*TASK DETAILS*
Rewrite the lines starting with the one containing "segment(query) marks the" and going on through the one containing "Mark the region of every instance of the **passenger", substituting "driver in car" for "passenger in car" and changing nothing else.

[Annotation records]
★ ★ ★ ★
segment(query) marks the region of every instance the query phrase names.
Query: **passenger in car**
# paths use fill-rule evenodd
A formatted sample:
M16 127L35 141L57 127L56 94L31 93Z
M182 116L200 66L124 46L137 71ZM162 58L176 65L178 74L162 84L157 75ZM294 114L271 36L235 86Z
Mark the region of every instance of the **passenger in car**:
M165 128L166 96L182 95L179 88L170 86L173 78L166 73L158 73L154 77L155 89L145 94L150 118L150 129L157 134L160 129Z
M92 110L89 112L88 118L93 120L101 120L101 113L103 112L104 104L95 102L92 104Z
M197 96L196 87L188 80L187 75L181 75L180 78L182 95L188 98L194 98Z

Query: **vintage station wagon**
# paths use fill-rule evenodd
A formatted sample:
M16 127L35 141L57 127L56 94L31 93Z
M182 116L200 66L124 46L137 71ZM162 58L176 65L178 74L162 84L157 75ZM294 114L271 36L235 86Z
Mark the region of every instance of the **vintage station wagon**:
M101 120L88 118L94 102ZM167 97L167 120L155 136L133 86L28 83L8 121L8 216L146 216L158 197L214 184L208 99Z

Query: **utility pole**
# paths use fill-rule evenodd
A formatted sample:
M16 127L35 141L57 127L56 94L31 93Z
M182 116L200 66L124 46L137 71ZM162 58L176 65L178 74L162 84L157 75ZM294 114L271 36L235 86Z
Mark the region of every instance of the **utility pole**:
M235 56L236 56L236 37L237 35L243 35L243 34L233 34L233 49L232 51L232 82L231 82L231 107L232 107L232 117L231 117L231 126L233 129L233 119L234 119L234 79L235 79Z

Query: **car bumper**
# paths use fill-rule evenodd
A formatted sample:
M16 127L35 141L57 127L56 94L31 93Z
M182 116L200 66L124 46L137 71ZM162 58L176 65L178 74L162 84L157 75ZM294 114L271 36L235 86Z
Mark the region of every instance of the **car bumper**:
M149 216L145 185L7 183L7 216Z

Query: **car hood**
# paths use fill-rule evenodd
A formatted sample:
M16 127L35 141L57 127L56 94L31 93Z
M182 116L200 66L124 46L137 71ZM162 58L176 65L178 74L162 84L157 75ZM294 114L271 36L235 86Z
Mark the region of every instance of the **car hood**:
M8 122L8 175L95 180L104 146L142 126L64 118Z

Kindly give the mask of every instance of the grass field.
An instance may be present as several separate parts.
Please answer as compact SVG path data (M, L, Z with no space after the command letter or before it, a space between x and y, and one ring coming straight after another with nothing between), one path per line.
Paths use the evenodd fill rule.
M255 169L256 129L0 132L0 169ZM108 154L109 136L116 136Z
★ ★ ★ ★
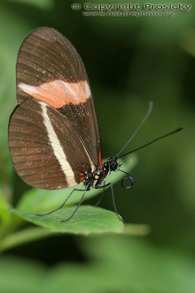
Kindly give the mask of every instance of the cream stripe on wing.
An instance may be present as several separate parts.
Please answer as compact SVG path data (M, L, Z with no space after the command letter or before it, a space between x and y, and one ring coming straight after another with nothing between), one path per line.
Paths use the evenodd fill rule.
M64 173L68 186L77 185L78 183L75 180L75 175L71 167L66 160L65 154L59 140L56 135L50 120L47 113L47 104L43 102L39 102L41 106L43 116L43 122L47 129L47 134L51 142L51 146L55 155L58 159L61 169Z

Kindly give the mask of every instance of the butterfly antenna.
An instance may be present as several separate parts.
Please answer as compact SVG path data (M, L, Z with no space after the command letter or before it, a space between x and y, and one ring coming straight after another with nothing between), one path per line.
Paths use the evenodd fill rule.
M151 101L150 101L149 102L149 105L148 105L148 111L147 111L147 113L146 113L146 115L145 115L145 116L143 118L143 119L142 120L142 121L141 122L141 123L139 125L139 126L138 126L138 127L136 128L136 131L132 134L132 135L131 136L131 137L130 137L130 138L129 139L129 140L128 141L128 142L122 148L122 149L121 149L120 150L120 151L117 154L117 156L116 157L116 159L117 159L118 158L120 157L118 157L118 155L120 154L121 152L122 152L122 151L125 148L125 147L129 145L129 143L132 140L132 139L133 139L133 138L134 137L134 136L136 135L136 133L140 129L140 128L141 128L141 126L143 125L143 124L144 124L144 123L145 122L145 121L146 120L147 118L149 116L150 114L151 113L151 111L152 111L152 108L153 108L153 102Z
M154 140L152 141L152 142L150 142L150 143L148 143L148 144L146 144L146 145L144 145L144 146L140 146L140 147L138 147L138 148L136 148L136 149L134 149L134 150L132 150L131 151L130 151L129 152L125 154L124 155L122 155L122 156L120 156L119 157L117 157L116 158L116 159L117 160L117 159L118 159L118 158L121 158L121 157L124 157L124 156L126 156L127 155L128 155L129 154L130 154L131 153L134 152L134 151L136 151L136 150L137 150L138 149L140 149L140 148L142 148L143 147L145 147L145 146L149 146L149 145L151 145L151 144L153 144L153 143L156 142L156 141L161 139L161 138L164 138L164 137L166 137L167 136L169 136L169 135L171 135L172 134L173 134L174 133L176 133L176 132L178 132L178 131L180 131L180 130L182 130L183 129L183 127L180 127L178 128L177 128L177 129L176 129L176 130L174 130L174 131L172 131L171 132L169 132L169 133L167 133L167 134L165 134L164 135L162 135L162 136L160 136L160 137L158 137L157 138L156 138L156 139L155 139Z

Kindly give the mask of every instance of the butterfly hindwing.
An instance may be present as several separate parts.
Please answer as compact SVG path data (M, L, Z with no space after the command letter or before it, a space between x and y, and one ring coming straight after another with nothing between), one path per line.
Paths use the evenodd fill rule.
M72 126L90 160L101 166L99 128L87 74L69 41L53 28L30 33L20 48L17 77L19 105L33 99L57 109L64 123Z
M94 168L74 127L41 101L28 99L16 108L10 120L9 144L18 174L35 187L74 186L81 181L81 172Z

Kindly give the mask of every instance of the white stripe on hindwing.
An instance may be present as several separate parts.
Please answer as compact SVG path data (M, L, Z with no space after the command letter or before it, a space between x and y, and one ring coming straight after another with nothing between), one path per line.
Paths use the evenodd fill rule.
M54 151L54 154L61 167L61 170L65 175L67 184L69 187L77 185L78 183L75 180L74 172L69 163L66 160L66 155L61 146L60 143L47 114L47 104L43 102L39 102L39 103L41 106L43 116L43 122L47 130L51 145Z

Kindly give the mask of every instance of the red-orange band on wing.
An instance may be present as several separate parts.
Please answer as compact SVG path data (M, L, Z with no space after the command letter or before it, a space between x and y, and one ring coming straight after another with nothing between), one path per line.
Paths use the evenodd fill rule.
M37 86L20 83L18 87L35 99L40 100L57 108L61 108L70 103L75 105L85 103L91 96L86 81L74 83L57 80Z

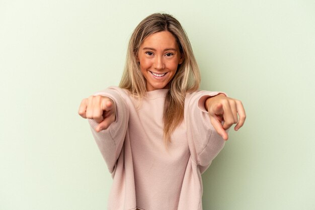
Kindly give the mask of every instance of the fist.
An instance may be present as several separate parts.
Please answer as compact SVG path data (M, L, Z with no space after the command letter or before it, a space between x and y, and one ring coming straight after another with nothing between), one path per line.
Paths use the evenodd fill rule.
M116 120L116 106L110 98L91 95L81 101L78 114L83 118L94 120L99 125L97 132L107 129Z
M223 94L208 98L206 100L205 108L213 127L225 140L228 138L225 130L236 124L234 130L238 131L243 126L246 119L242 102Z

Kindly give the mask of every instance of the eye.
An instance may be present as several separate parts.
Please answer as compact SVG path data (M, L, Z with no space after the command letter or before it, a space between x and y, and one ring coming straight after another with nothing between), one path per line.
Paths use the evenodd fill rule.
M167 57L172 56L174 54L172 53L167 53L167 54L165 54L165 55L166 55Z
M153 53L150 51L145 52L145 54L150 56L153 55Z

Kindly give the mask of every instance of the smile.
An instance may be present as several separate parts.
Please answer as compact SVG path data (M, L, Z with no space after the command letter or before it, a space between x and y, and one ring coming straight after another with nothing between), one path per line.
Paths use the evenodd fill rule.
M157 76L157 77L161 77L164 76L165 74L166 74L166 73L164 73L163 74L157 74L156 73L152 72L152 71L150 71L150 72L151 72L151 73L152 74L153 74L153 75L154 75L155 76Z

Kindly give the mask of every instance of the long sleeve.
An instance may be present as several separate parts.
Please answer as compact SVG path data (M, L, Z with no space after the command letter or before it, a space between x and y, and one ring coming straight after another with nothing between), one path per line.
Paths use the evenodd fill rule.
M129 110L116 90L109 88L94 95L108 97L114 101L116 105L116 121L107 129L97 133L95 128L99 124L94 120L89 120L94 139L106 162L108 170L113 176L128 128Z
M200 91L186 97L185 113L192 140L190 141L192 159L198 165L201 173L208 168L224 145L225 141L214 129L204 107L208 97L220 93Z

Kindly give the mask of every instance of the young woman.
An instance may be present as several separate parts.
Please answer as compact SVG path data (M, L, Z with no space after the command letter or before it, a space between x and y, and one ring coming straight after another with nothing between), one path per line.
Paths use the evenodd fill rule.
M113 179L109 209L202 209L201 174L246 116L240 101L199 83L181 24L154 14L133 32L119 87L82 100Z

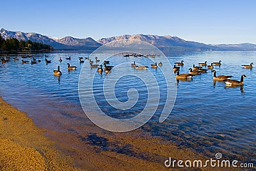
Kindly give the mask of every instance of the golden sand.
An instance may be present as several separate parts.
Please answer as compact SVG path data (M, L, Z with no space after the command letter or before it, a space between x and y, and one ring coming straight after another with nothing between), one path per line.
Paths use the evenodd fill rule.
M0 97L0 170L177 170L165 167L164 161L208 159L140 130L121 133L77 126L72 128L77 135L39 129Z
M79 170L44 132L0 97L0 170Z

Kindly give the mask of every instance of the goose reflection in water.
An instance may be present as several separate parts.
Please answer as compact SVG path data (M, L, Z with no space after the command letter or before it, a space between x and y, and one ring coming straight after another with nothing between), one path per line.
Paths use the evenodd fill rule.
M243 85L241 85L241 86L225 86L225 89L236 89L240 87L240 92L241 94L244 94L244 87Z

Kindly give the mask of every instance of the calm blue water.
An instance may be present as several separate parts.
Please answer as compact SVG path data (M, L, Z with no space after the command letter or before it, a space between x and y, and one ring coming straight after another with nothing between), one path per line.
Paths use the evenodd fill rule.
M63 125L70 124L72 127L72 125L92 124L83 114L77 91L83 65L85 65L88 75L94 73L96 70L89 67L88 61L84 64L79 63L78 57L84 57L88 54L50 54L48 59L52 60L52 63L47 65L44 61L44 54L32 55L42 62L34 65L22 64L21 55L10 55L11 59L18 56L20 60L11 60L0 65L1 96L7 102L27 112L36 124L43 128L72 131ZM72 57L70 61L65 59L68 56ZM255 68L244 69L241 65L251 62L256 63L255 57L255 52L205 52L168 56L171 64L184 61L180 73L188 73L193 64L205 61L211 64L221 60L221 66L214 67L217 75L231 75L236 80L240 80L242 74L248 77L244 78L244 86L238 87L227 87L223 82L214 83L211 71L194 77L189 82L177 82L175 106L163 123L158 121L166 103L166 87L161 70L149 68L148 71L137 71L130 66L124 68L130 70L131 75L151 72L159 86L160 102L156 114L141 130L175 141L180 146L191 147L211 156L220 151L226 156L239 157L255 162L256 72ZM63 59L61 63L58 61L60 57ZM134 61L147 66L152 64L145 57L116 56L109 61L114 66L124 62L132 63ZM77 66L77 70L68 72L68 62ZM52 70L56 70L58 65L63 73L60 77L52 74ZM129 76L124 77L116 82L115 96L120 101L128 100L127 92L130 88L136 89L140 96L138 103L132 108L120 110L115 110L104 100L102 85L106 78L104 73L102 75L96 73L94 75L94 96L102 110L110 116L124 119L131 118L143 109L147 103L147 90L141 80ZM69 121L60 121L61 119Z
★ ★ ★ ★
*CORRECT RESPONSE*
segment(query) marks the region of every instance the query phrase names.
Query: **driver in car**
# paths use fill-rule evenodd
A formatted sample:
M16 127L35 141L57 127L56 94L31 93Z
M182 116L200 66L124 46L137 71ZM162 58L176 65L178 74L162 84L157 75ZM294 114L271 36L235 86Z
Mark the region of every instance of the **driver in car**:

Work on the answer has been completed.